CONSIGNES À SUIVRE: Recopiez à l'identique le passage de l'article sur le budget italien qui va de « Le budget italien, réponse à l'entêtement » jusqu'à « de sanctions financières. ».

SOURCE:

════════════════════

Le budget italien, réponse à l’entêtement austéritaire en Europe

, par Klervi Kerneïs

Le budget italien, réponse à l'entêtement austéritaire en Europe
Pierre Moscovici (à gauche), et Valdis Dombrovskis (à droite), conférence de presse du 23 octobre 2018 (Bruxelles), annonçant la décision de la Commission européenne de rejeter le budget prévisionnel italien. © European Union, 2018 / Photo : Elyxandro Cegarra

Une première pour l’Union européenne : la Commission européenne a retoqué mardi 23 octobre dernier le projet de budget italien pour l’année 2019. Si le déficit prévisionnel de 2,4 % de PIB ne dépasse pas la ligne rouge des 3 % prévue par les traités, il viole toutefois l’objectif de 0,8 % fixé par le précédent gouvernement afin de contenir la dette publique italienne. Rome dispose maintenant de trois semaines pour revoir sa copie, sous peine de sanctions financières.

La Commission européenne a-t-elle le droit de retoquer le budget prévisionnel italien ?

Oui. Depuis l’introduction du « two-pack » en 2013, complétant, sur fond de crise de la zone euro, les mesures du « six-pack » et du Pacte de Stabilité et de croissance, la Commission européenne s’est vu confier de nouveaux pouvoirs en matière de surveillance macroéconomique et de coordination budgétaire. C’est sur cette base que chaque année, dans le cadre du Semestre Européen, les pays de la zone euro soumettent pour avis leur projet de budget à la mi-octobre.

Or pour la Commission, le budget italien porté par la coalition du Mouvement des 5 étoiles et de La Ligue menacerait la cohésion de la zone euro. Elle rappelle par ailleurs que l’Italie a bénéficié ces dernières années des mesures d’assouplissement quantitatif (Quantitative Easing) de la Banque Centrale Européenne (BCE) ainsi que d’une interprétation très flexible du pacte de stabilité – ce qui n’a d’ailleurs pas toujours plu aux pays du Nord. Ce dérapage délibéré de la part de Rome n’est donc pas acceptable aux yeux de la Commission européenne qui pourrait décider – si l’exécutif italien ne cède pas – d’engager une procédure pour déficit excessif contre l’Italie. Cette procédure pourrait, en théorie, aboutir à des sanctions financières de l’ordre de plusieurs milliards d’euros.

════════════════════

DONNÉES:
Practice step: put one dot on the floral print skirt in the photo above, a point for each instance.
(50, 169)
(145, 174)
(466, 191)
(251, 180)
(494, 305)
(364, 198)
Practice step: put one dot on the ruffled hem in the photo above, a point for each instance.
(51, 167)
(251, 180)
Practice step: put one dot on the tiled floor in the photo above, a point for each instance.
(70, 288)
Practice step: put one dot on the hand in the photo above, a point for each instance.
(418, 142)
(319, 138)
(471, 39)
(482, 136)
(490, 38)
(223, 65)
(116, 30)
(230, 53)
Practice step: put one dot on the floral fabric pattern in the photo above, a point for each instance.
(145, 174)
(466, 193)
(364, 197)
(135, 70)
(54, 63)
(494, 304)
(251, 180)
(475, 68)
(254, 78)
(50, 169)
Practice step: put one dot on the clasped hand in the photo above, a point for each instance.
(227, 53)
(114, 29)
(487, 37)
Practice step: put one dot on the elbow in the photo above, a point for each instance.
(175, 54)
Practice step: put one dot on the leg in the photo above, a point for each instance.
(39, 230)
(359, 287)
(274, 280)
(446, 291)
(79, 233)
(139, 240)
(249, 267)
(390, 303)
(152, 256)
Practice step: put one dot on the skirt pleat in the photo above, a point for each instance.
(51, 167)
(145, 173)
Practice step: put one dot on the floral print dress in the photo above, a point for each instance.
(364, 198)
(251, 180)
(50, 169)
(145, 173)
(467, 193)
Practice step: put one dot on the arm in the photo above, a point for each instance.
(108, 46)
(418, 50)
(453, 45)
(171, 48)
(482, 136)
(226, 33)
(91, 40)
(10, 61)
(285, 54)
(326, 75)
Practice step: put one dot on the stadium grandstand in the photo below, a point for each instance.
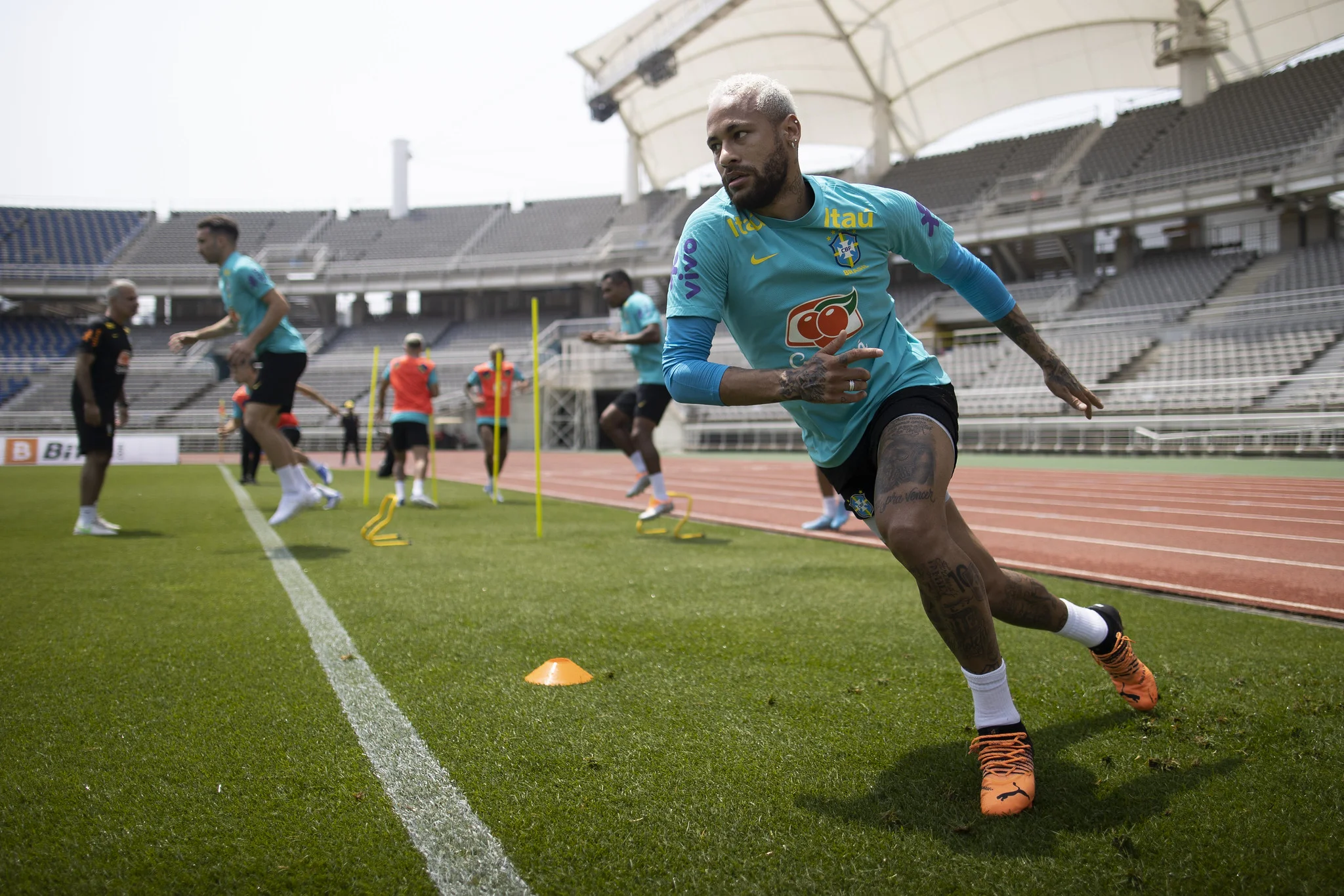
(1185, 258)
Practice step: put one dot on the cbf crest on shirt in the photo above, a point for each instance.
(788, 288)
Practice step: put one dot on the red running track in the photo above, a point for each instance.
(1274, 543)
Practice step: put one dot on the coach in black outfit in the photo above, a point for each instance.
(100, 386)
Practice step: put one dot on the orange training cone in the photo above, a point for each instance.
(558, 672)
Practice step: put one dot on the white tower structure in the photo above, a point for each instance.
(401, 197)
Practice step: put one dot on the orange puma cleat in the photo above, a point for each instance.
(1007, 775)
(1132, 679)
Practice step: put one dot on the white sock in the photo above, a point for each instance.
(660, 491)
(1085, 626)
(994, 702)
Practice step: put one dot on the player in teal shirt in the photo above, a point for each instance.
(256, 310)
(797, 270)
(632, 415)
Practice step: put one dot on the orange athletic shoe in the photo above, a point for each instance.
(1132, 679)
(1007, 775)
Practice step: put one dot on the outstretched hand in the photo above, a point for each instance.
(1062, 382)
(827, 378)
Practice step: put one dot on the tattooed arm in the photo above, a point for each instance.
(1059, 379)
(824, 378)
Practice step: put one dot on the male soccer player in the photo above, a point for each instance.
(415, 386)
(480, 391)
(833, 514)
(797, 269)
(257, 311)
(100, 383)
(350, 424)
(289, 428)
(629, 421)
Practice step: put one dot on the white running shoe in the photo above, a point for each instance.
(93, 528)
(292, 504)
(655, 510)
(640, 484)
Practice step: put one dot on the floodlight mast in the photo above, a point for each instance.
(401, 193)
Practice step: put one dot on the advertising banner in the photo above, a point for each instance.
(64, 451)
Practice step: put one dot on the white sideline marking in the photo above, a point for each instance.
(460, 852)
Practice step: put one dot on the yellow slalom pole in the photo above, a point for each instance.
(369, 436)
(495, 457)
(537, 424)
(433, 449)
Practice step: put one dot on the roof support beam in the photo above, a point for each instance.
(878, 94)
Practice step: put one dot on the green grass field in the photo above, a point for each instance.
(769, 715)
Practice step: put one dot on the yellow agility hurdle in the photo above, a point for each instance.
(373, 531)
(677, 529)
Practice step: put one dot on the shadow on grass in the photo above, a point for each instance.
(937, 790)
(315, 551)
(140, 534)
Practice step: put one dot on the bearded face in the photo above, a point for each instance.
(764, 183)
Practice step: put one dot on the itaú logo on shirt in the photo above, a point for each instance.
(818, 321)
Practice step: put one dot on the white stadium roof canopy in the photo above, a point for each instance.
(918, 69)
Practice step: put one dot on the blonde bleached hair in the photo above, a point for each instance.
(768, 96)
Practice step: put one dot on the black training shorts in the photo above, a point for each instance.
(94, 438)
(408, 434)
(646, 399)
(855, 479)
(277, 375)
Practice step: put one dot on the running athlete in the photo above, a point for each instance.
(415, 386)
(104, 357)
(833, 514)
(257, 311)
(289, 428)
(796, 266)
(350, 439)
(480, 391)
(629, 421)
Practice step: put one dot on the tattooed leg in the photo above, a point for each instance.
(914, 466)
(1014, 598)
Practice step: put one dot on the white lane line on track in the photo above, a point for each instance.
(964, 493)
(461, 855)
(1032, 534)
(1049, 492)
(1069, 518)
(1160, 586)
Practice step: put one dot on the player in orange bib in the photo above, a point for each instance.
(480, 390)
(415, 386)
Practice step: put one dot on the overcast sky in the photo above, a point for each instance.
(158, 104)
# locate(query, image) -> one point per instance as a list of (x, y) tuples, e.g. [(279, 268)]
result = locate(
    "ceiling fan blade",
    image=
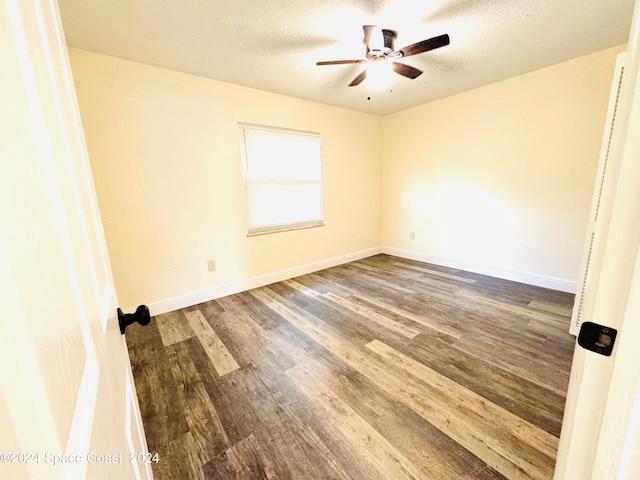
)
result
[(340, 62), (373, 37), (423, 46), (358, 80), (406, 70)]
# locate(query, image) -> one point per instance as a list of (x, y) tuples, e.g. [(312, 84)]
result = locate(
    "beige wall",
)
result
[(165, 155), (496, 180), (500, 178)]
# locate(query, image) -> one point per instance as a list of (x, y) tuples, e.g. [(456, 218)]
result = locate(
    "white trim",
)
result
[(553, 283), (188, 300)]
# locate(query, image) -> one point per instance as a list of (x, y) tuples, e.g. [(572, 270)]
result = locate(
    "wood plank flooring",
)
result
[(384, 368)]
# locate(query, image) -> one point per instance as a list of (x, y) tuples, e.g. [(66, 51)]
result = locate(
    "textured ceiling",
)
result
[(273, 45)]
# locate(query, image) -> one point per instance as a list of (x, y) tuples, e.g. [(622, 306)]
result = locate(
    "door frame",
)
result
[(600, 435)]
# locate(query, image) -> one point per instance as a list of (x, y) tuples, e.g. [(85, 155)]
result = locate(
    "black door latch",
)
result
[(597, 338), (141, 316)]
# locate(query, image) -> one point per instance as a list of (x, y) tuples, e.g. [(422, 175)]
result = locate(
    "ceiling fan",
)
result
[(379, 43)]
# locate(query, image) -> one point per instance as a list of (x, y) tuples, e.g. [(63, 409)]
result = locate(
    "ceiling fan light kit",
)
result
[(380, 50)]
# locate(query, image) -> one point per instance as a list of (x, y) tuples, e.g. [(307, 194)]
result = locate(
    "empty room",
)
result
[(309, 240)]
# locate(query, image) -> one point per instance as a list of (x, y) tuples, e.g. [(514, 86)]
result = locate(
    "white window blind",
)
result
[(282, 172)]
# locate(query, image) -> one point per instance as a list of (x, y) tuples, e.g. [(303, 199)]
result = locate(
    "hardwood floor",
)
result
[(384, 368)]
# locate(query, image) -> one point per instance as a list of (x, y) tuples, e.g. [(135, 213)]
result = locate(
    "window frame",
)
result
[(291, 224)]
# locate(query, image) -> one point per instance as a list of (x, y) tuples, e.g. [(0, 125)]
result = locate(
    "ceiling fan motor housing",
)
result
[(374, 54)]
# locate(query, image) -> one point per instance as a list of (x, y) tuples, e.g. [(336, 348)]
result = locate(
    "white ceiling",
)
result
[(273, 44)]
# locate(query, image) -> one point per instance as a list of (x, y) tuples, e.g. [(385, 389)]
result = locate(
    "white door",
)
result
[(600, 436), (68, 408)]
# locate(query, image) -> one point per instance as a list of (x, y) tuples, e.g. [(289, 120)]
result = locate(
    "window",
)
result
[(282, 172)]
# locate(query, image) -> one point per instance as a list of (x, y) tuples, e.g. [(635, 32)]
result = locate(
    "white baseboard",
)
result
[(190, 299), (195, 298), (552, 283)]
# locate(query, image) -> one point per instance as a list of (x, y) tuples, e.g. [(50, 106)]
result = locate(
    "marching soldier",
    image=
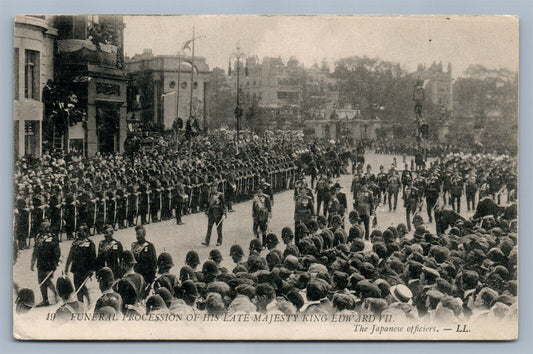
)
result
[(261, 212), (420, 184), (304, 209), (393, 187), (46, 253), (322, 194), (407, 178), (56, 210), (180, 199), (82, 257), (71, 212), (456, 192), (382, 180), (364, 205), (145, 255), (412, 200), (109, 251), (432, 195), (215, 211), (470, 190)]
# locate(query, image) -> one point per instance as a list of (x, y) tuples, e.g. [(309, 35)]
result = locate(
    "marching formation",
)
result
[(334, 259)]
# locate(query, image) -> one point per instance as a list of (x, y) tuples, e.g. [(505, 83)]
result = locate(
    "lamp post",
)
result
[(418, 97), (238, 54)]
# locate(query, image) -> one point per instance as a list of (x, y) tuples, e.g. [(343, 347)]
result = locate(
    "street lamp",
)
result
[(238, 54)]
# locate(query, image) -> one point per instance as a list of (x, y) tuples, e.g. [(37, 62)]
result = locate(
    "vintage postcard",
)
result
[(253, 177)]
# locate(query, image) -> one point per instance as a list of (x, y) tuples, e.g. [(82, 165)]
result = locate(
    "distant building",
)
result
[(438, 88), (33, 67), (163, 89), (272, 84), (89, 62)]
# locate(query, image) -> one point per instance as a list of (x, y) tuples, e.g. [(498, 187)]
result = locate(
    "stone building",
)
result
[(162, 84), (33, 66), (89, 63), (439, 85)]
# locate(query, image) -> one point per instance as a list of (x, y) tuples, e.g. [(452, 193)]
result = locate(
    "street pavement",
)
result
[(237, 228)]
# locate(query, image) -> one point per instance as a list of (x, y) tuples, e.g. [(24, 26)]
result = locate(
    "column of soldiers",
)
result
[(138, 200)]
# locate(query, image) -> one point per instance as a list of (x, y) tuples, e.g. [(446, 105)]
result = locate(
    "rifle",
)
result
[(94, 216)]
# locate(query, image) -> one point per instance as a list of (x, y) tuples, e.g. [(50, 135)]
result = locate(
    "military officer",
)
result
[(261, 212), (82, 257), (46, 253), (216, 210), (145, 255), (109, 251)]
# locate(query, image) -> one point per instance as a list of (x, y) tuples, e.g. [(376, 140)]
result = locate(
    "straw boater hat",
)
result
[(401, 293)]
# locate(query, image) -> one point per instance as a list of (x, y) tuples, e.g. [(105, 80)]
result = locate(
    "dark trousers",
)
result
[(212, 221), (391, 195), (41, 274), (471, 200), (319, 202), (383, 195), (366, 220), (79, 278), (178, 211), (430, 203), (455, 201), (408, 211), (260, 226)]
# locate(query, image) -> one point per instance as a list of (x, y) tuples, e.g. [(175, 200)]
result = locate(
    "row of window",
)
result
[(31, 74), (184, 84)]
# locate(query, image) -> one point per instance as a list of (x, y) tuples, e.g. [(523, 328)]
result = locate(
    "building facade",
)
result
[(89, 66), (162, 85), (34, 38), (274, 85), (439, 85)]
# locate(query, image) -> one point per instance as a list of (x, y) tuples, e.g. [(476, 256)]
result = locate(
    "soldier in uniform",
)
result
[(322, 194), (109, 251), (304, 209), (156, 199), (56, 210), (145, 202), (145, 255), (215, 211), (393, 185), (71, 212), (382, 180), (432, 194), (470, 190), (412, 199), (456, 192), (261, 212), (407, 178), (82, 257), (180, 199), (421, 184), (46, 253), (364, 205)]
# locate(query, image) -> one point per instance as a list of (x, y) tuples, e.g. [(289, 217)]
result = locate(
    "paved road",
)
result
[(178, 240)]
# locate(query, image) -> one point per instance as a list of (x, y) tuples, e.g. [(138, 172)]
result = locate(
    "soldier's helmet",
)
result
[(165, 260), (192, 258), (236, 250)]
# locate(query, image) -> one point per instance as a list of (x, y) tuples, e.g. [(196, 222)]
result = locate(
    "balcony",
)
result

════════════════════

RÉSULTAT FINAL:
Le budget italien, réponse à l'entêtement austéritaire en Europe
Pierre Moscovici (à gauche), et Valdis Dombrovskis (à droite), conférence de presse du 23 octobre 2018 (Bruxelles), annonçant la décision de la Commission européenne de rejeter le budget prévisionnel italien. © European Union, 2018 / Photo : Elyxandro Cegarra

Une première pour l’Union européenne : la Commission européenne a retoqué mardi 23 octobre dernier le projet de budget italien pour l’année 2019. Si le déficit prévisionnel de 2,4 % de PIB ne dépasse pas la ligne rouge des 3 % prévue par les traités, il viole toutefois l’objectif de 0,8 % fixé par le précédent gouvernement afin de contenir la dette publique italienne. Rome dispose maintenant de trois semaines pour revoir sa copie, sous peine de sanctions financières.